- Stated task:
Copy the passage below about Teju Cole's Black Paper performance at Performa word for word, from its first sentence to its last.

- Document passage:
##############################

From 2-4 November, Teju Cole will be holding the first live performance of his photography in New York City, as part of a series organised by Performa which will run from 1-19 November. Titled Black Paper, the exhibition will see him projecting “shifting photographs and videos on large scrims, accompanied by field recordings and text that he will perform live.”

Founded in 2004 by art historian and curator RoseLee Goldberg, Performa is “dedicated to exploring the critical role of live performance in the history of twentieth-century art and to encouraging new directions in performance for the twenty-first century.” For the present edition, Performa’s seventh, the organizers are interested in, among other things, “the use of live performance as central to artistic practice in African art and culture, the intersection of architecture and performance, and the hundred-year legacy of Dada.”

Here is the announcement.

Teju Cole delivers a powerful immersive experience within a continuously evolving exhibition of his own photographs and videos, accompanied by a score of field recordings and incisive texts, all presented harmoniously as one artwork. The mosaic presentation is an intuitional multimedia response to the 2016 elections, addressing deeply buried emotions, haunted spaces, dreams and premonitions, and shadows and darkness.

The Nigerian-American artist and writer’s essay collection, Known and Strange Things, 2016, is the only book to have been shortlisted for two PEN Awards in the same year, and was named a book of the year by the Guardian, the Financial Times, and Time.

##############################

- Data excerpt:
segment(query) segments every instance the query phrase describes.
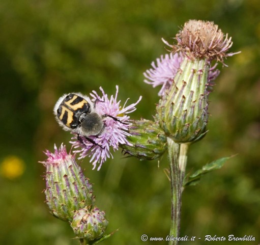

##############################

- Exercise solution:
From 2-4 November, Teju Cole will be holding the first live performance of his photography in New York City, as part of a series organised by Performa which will run from 1-19 November. Titled Black Paper, the exhibition will see him projecting “shifting photographs and videos on large scrims, accompanied by field recordings and text that he will perform live.”

Founded in 2004 by art historian and curator RoseLee Goldberg, Performa is “dedicated to exploring the critical role of live performance in the history of twentieth-century art and to encouraging new directions in performance for the twenty-first century.” For the present edition, Performa’s seventh, the organizers are interested in, among other things, “the use of live performance as central to artistic practice in African art and culture, the intersection of architecture and performance, and the hundred-year legacy of Dada.”

Here is the announcement.

Teju Cole delivers a powerful immersive experience within a continuously evolving exhibition of his own photographs and videos, accompanied by a score of field recordings and incisive texts, all presented harmoniously as one artwork. The mosaic presentation is an intuitional multimedia response to the 2016 elections, addressing deeply buried emotions, haunted spaces, dreams and premonitions, and shadows and darkness.

The Nigerian-American artist and writer’s essay collection, Known and Strange Things, 2016, is the only book to have been shortlisted for two PEN Awards in the same year, and was named a book of the year by the Guardian, the Financial Times, and Time.